Paul Flanagan

Personal information
- Native name: Pól Ó Flanagáin (Irish)
- Born: 16 September 1992 (age 33) Ballyea, County Clare, Ireland
- Occupation: Secondary school teacher
- Height: 5 ft 10 in (178 cm)

Sport
- Sport: Hurling
- Position: Right corner-back

Clubs
- Years: Club
- Ballyea Clondegad

Club titles
- Clare titles: 4
- Munster titles: 1
- All-Ireland Titles: 0

College
- Years: College
- 2010-2014: University of Limerick

College titles
- Fitzgibbon titles: 0

Inter-county
- Years: County
- 2013-2024: Clare

Inter-county titles
- Munster titles: 0
- All-Irelands: 2
- NHL: 2
- All Stars: 0

= Paul Flanagan =

Irish hurler (born 1992)

Paul Flanagan (born 16 September 1992) is an Irish hurler. At club he plays with Ballyea, while he had also previously lined out at inter-county level with various Clare teams.

==Playing career==

Flanagan first played hurling to a high standard as a student at St. Flannan's College in Ennis. He lined out for the college in all grades, including the Harty Cup. He later played with the University of Limerick in the Fitzgibbon Cup.

At club level, Flanagan first played hurling at underage levels with Ballyea, while he also played Gaelic football with Clondegad. He enjoyed success as a minor hurler, before later being a dual medal-winner in the under-21 grades. At adult level, Flanagan has also won a Clare IFC medal and four Clare SHC medals. He was at centre-back when Ballyea were beaten by Cuala in the 2017 All-Ireland club final.

Flanagan first appeared on the inter-county scene with Clare at minor level. He captained the team to a defeat by Kilkenny in the 2010 All-Ireland minor final. Flanagan progressed to the under-21 team and won back-to-back All-Ireland U21HC medals in 2012 and as team captain in 2013.

WHAT THE EXERCISE ASKS: Echo the portion of the Paul Flanagan text starting with "Irish hurler (born" and going on through "the Fitzgibbon Cup.", word for word.

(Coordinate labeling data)
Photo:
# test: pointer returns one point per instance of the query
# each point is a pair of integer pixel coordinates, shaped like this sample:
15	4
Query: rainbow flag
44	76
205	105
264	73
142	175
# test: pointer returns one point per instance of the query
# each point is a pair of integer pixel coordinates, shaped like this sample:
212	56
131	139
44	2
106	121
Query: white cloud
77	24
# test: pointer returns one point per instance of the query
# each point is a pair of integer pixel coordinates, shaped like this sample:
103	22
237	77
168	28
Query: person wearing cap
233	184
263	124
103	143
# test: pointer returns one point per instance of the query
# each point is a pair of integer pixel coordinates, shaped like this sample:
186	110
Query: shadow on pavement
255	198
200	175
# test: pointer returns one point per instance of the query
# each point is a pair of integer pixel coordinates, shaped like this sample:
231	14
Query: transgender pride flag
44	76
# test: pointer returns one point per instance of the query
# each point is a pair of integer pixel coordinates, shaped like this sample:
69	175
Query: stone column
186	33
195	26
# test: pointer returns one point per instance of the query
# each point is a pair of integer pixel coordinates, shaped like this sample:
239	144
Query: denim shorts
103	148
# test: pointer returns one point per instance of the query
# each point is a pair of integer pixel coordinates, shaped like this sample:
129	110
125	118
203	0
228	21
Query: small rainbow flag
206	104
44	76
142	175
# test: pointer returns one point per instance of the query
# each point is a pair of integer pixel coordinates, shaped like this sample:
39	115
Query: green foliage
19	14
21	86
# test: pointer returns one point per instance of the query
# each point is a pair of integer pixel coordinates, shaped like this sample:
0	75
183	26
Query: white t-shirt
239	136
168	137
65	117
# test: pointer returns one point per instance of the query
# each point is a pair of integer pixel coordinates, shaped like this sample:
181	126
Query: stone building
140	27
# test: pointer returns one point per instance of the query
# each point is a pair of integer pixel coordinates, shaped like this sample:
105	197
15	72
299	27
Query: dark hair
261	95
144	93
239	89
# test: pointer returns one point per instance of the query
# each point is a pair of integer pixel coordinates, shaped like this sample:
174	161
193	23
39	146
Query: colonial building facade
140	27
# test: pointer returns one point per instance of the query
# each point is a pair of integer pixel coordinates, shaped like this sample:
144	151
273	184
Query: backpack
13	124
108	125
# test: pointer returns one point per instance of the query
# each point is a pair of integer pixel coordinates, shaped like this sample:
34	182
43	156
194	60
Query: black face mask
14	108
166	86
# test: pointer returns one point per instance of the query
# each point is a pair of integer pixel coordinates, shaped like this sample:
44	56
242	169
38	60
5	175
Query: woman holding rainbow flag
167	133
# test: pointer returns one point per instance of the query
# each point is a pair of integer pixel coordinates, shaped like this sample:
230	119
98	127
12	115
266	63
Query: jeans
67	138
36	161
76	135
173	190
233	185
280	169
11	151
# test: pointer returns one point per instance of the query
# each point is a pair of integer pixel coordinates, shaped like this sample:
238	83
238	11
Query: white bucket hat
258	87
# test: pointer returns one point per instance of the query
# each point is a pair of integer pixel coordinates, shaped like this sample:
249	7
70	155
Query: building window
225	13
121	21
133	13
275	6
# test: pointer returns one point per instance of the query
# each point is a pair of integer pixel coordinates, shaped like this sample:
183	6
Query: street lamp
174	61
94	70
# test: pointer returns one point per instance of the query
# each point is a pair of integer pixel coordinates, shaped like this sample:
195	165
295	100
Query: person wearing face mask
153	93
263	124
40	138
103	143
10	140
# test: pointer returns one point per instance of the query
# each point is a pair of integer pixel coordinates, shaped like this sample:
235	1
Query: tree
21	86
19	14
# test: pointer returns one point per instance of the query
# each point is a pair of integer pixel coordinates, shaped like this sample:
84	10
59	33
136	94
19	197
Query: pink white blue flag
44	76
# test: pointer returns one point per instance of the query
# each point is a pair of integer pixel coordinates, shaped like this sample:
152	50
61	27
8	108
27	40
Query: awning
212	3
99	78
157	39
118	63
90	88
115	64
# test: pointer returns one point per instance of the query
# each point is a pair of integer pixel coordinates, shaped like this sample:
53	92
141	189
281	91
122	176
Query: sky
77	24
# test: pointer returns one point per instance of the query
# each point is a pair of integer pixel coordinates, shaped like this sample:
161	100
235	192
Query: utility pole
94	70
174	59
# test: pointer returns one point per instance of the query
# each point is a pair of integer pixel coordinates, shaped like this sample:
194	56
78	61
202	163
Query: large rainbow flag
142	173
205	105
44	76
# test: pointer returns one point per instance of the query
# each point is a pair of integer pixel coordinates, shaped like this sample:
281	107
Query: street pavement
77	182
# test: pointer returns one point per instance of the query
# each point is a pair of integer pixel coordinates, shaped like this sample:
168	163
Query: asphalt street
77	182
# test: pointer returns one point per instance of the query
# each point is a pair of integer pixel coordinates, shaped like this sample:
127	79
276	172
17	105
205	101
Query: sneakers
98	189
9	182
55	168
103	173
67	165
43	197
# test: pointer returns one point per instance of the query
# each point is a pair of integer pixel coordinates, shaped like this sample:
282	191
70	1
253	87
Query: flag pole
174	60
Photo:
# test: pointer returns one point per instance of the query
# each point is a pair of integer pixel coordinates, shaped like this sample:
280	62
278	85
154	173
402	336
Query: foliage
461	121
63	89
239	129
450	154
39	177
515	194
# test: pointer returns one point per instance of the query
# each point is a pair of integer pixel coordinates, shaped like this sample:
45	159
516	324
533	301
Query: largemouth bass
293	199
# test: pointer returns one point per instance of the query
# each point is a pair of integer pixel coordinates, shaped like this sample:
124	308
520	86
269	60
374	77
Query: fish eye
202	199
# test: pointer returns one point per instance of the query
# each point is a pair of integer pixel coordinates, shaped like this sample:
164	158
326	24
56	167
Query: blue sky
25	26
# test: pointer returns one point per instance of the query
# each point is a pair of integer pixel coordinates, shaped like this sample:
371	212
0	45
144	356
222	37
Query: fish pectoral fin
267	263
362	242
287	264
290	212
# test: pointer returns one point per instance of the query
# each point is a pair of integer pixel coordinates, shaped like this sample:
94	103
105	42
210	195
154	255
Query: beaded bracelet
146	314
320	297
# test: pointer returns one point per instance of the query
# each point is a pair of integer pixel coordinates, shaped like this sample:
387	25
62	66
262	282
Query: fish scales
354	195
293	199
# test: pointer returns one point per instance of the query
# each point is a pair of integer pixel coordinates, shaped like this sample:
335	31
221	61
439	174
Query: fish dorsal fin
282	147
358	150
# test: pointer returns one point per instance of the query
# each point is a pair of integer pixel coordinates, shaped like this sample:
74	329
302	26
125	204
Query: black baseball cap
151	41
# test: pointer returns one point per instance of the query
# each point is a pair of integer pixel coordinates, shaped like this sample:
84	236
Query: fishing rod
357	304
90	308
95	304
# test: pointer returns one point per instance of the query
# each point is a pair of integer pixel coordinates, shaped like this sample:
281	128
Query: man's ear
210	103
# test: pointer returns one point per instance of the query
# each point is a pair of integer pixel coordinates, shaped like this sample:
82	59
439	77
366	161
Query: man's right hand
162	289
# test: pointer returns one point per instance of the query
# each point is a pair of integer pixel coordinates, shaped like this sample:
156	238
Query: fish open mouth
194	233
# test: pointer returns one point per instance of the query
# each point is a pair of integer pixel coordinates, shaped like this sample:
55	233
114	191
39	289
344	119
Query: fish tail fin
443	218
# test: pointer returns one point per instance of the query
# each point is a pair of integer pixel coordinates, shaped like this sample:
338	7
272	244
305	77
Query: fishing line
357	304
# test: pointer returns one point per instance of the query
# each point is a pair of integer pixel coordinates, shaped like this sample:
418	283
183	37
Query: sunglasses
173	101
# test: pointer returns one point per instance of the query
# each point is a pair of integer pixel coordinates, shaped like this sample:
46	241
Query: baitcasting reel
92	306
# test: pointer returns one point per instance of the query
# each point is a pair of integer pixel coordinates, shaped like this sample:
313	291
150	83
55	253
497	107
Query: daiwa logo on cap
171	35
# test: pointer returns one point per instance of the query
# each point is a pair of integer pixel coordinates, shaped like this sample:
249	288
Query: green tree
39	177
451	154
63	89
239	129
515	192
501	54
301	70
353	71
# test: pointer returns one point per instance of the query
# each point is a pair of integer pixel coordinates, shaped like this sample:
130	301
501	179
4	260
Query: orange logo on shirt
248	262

RESPONSE TO THE EXERCISE:
Irish hurler (born 1992)

Paul Flanagan (born 16 September 1992) is an Irish hurler. At club he plays with Ballyea, while he had also previously lined out at inter-county level with various Clare teams.

==Playing career==

Flanagan first played hurling to a high standard as a student at St. Flannan's College in Ennis. He lined out for the college in all grades, including the Harty Cup. He later played with the University of Limerick in the Fitzgibbon Cup.